Saved entries
===
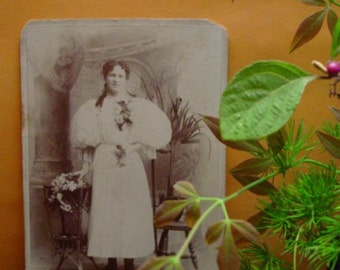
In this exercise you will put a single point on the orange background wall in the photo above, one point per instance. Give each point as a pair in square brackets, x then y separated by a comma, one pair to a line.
[257, 30]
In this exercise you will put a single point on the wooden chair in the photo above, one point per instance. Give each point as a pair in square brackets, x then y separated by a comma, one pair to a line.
[162, 246]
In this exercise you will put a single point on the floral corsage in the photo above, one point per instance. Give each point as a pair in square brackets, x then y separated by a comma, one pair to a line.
[124, 115]
[120, 155]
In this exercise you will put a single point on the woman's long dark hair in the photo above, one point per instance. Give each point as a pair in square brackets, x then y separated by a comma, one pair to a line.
[107, 68]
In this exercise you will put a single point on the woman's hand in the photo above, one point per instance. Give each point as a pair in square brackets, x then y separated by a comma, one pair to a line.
===
[EXERCISE REQUIREMENTS]
Your answer must restate the entries word for word and contain no pictures.

[WRITTEN RESPONSE]
In this exercise you will put a single point on the orange background wall in the photo above, one point per instance. Give each point as a pair in square brackets, x then y separated by a comma, one pair to a line.
[257, 30]
In this exercise you will put a single point on the wooden chair in the photo above, one point per instance. Give each point as a pair in square brackets, x then y separated by a comma, one pair to a line.
[162, 246]
In this exercise you will put a single point on the floral corsage in the photo above, one point per instance. Give each point as a pair in square brackets, x then y separated by a comma, one pair to a line.
[124, 115]
[120, 155]
In this exercise you will put a single point on the woman's long dark hair in the photo above, one point per instance. Give each point as a pair in square brackets, x then y separated by a comma, one pair to a line.
[107, 68]
In this exercise you will put a single point on the woman's hand in the photo above, one point per instance. Give each point as a pair in square brackets, x then y separated by a comma, one pair to a line.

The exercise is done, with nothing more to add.